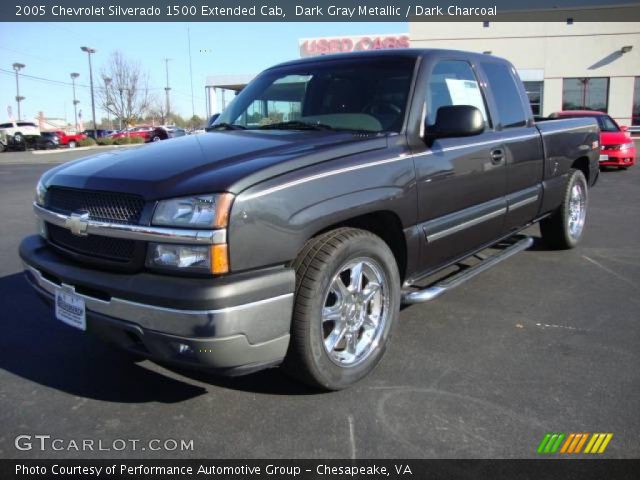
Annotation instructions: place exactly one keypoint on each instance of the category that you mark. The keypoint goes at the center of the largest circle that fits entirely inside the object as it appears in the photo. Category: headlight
(201, 211)
(191, 258)
(41, 192)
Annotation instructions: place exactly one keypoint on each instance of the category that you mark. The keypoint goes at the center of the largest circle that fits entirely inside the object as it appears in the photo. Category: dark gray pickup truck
(330, 191)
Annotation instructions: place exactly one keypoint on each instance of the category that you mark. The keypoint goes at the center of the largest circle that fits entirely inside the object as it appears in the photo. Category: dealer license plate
(70, 309)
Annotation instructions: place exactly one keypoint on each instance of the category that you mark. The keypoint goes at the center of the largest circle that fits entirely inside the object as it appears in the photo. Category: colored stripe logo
(573, 443)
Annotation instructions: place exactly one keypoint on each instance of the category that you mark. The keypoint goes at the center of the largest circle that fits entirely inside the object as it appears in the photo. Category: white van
(19, 131)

————

Give back every line of the items above word for word, but leave out the picture.

EXPECTED ANSWER:
Annotation instructions: place exactly one keypoint on each instance of the category that you mark. The keypoint goes at the center of the largest circle that fits entirely inside the object as it appears in the photo. Category: headlight
(201, 211)
(191, 258)
(41, 192)
Annotation instructions: place exactly one keypoint on each instance of the category that you mark. The keypoint goes at the center of the largest circle that fits entirely inside the object as it appears in the photo. Category: dark gray pickup truck
(330, 191)
Annotation instructions: place exactly one keypoint on each instance of the category that you mark. The keypoint goes at the center of the largest circle that fits entirely inside the object as it appears in the photo. Category: dealer license plate
(70, 309)
Annotation instructions: place exactly one keypoint on each instance of the category that you mark. The keypoint goes at the center of the largest circle that fits entirely inside the object as it appears in the photo. Category: colored stripe logo
(573, 443)
Annotation instructions: place exactly one keypoint on each instance of the category that you mark. The keypoint goes at the center of the largest circle that fits entirely inside the object as it appears in the photo. Category: white van
(19, 131)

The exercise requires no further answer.